= REQUIREMENT =
Your answer should be one number, the count of lines in the records that carry the string "frame".
[DATASET EXCERPTS — start]
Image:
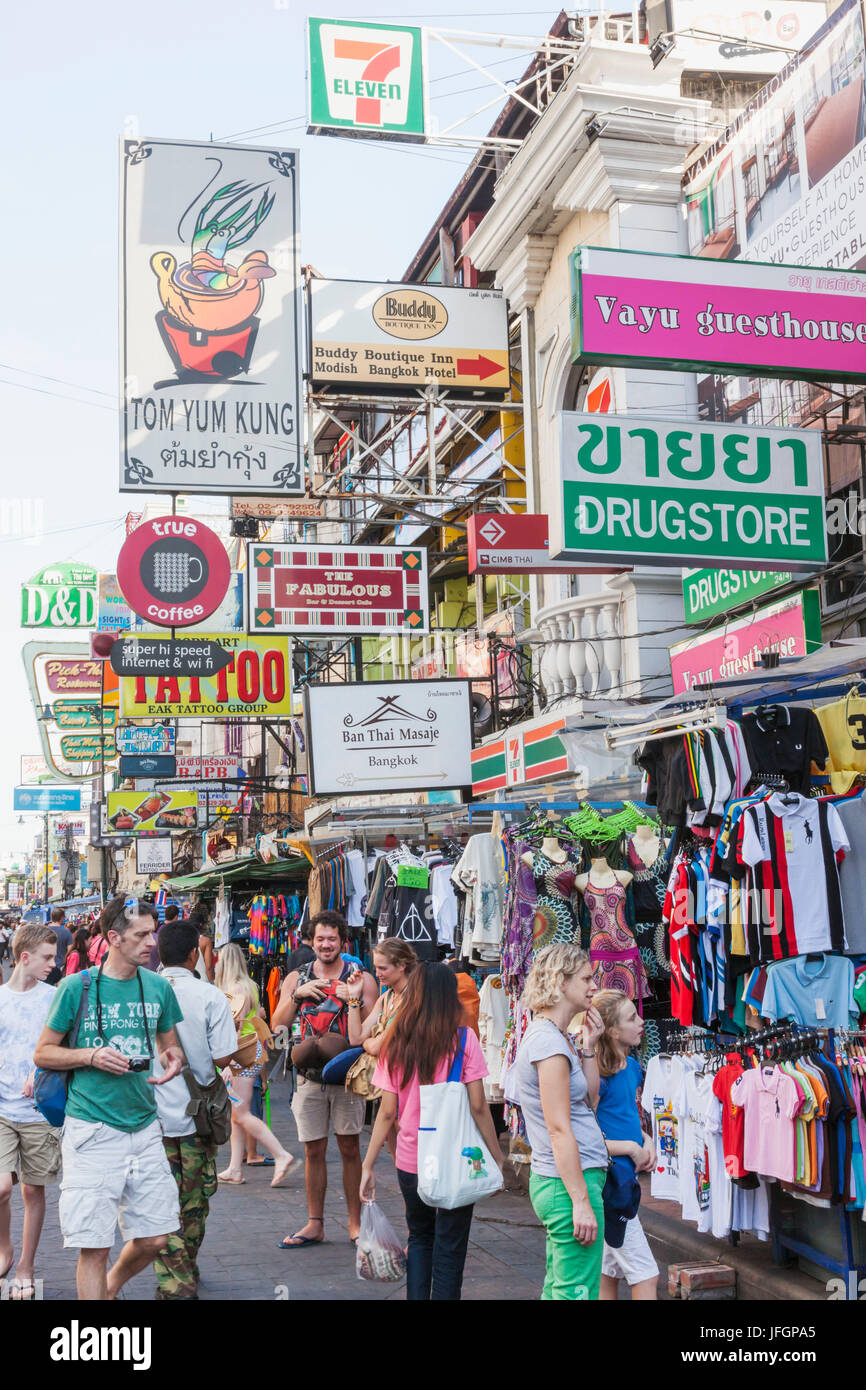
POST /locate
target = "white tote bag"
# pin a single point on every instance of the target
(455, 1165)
[DATASET EXCERPTS — finish]
[DATASET EXCERPTS — start]
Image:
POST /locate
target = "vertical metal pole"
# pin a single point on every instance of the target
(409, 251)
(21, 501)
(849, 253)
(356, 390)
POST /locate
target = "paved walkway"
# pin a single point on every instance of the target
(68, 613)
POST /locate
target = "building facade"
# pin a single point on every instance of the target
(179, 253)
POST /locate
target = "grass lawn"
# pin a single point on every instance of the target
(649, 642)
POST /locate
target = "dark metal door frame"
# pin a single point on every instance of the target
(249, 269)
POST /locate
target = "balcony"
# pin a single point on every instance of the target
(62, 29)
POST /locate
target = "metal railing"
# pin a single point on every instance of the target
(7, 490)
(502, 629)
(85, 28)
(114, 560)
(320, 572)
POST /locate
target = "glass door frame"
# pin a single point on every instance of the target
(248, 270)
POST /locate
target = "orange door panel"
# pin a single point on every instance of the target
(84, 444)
[DATASET EXCERPTS — finish]
= RESPONSE =
2